**What needs to be done**.
Repeat every one of the entries below word for word, but leave the pictures out.

**Available data**.
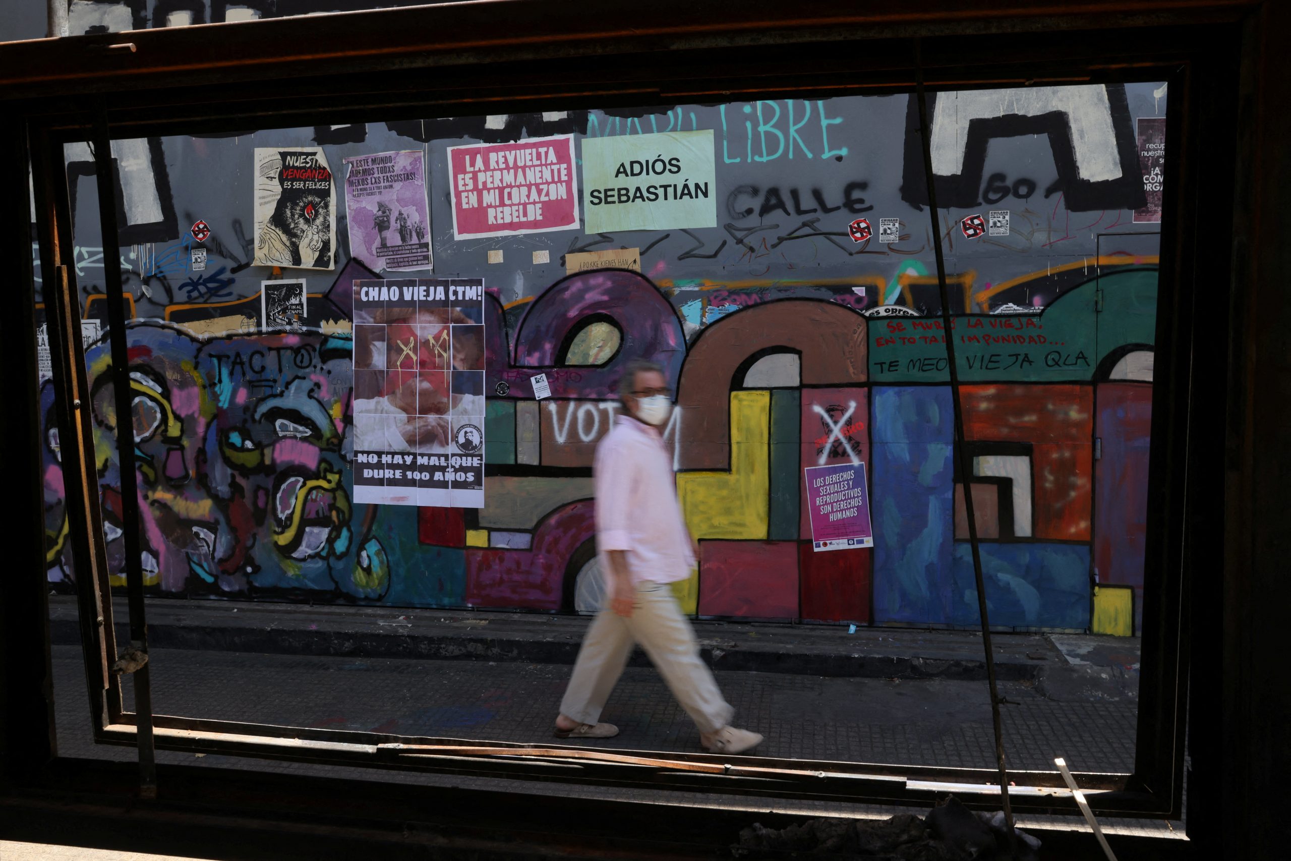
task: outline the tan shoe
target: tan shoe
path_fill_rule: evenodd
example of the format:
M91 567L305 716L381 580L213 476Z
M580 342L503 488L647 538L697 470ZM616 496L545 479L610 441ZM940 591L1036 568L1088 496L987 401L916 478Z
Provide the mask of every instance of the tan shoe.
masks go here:
M618 727L612 723L581 723L573 729L556 727L556 738L613 738L618 734Z
M700 744L715 754L742 754L762 744L762 736L747 729L722 727L717 732L700 733Z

**Finished answer**.
task: outline the tan shoe
target: tan shoe
path_fill_rule: evenodd
example of the format:
M91 567L305 716L381 580L213 476Z
M580 342L503 488L647 538L697 470ZM616 496L545 479L610 441ZM940 591L1036 568L1088 496L987 401L916 478Z
Provide the mask of every instance of the tan shoe.
masks go here:
M618 727L612 723L581 723L573 729L556 727L556 738L613 738L618 734Z
M700 744L715 754L742 754L762 744L762 736L747 729L722 727L717 732L700 733Z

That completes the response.